Task directions: Pick out and copy every line of the records that contains the word "frame". Case counts.

■ ■ ■ ■ ■ ■ ■

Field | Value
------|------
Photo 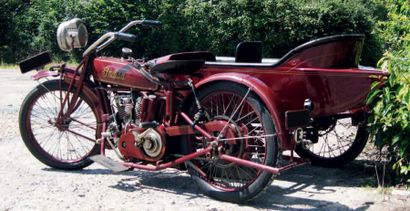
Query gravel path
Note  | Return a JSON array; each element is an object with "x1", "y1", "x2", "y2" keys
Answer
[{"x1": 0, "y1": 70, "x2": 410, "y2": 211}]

■ ■ ■ ■ ■ ■ ■

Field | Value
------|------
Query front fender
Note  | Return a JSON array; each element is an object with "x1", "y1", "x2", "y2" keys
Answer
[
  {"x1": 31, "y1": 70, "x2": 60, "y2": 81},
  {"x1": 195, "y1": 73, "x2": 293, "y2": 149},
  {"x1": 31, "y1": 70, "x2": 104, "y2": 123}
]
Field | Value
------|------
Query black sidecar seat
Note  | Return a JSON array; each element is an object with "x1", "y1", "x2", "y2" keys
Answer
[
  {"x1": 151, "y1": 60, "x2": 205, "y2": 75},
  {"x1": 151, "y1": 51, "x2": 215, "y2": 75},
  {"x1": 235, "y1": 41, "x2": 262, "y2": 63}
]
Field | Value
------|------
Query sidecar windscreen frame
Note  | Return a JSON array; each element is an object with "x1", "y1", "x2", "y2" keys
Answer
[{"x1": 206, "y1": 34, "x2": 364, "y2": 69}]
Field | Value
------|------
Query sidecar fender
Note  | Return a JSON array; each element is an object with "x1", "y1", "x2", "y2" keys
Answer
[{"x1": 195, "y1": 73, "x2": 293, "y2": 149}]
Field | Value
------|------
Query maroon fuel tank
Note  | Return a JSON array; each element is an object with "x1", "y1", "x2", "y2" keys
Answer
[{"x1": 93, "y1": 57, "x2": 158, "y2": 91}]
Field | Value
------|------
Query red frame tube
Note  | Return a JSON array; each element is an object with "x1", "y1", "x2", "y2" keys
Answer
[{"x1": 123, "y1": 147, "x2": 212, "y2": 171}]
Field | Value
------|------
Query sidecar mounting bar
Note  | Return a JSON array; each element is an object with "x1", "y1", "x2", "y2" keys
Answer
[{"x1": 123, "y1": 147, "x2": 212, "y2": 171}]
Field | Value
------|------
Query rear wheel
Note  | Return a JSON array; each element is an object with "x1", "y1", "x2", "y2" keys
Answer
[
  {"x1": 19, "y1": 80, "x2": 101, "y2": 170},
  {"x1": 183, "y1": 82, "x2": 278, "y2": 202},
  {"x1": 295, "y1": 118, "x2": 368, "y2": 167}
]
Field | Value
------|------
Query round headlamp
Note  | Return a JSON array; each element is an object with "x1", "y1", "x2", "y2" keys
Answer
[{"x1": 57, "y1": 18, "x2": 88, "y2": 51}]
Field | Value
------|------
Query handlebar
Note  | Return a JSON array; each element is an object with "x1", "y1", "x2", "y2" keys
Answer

■ ■ ■ ■ ■ ■ ■

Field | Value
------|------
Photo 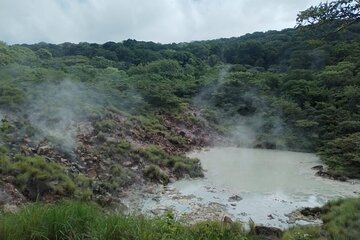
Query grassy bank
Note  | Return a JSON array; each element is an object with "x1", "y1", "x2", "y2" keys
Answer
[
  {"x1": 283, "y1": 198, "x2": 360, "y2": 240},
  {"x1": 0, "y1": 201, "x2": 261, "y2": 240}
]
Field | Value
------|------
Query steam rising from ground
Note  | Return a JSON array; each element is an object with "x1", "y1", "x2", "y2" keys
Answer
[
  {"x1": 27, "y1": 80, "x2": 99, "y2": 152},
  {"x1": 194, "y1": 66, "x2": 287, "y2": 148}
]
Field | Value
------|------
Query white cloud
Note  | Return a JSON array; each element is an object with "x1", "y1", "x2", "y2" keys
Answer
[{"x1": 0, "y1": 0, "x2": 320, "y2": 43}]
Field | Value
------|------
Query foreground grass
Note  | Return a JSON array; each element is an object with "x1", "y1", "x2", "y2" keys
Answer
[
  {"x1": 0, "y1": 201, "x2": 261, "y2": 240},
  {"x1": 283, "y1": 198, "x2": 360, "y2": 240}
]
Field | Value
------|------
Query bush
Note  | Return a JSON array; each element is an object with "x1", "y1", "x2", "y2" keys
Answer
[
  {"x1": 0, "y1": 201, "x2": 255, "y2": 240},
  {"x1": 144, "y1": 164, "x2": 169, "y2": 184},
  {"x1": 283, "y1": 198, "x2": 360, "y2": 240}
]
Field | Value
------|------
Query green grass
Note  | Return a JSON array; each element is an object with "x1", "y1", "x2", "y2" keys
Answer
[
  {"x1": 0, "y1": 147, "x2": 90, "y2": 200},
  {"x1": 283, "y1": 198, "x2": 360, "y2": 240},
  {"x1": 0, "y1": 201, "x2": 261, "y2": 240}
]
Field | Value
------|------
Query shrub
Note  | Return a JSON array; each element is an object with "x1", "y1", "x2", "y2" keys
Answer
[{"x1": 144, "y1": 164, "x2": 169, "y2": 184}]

■ ■ ■ ■ ■ ■ ■

Result:
Query sidecar windscreen frame
Query red frame tube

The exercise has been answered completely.